Brief: Recast the entries starting at the line containing "REQ-P. For each" and ending at the line containing "[[954, 171]]" as a two-column CSV headed entry_text and answer, one row per entry, with each value in a single quoted field and its line breaks turned into spaces. Leave the pictures out.

Record set:
-=-=-
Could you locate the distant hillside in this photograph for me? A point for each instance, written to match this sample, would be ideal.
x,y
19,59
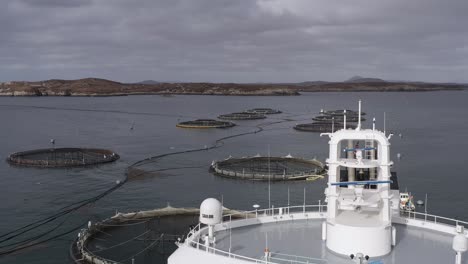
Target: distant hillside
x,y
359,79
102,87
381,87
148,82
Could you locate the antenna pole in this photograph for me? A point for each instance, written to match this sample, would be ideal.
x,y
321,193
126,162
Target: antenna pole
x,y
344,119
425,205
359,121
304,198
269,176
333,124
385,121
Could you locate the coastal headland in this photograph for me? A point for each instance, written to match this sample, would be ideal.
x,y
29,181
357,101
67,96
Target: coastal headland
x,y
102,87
-=-=-
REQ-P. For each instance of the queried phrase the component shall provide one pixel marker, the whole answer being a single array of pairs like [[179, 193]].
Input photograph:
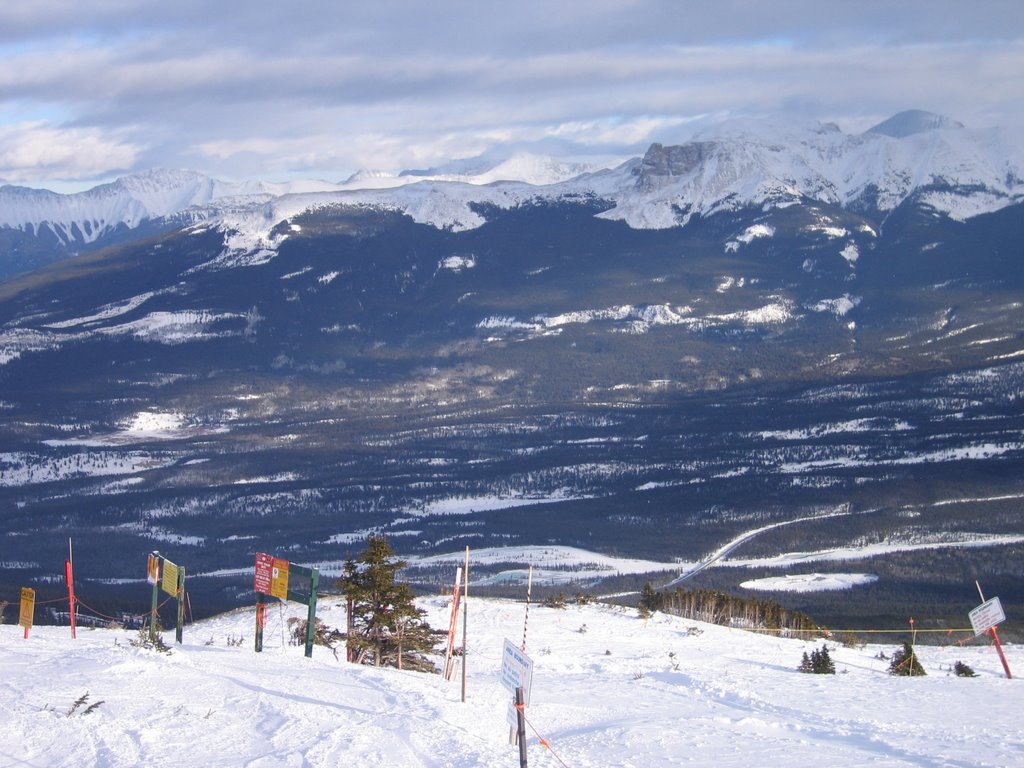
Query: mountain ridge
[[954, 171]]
-=-=-
Result below:
entry_text,answer
"REQ-P. For each instance of the queried phrase the component shall provide one pixel marker, the whole answer being a single array of pairs like [[179, 193]]. Input photograph: Query: mountain ridge","[[954, 171]]"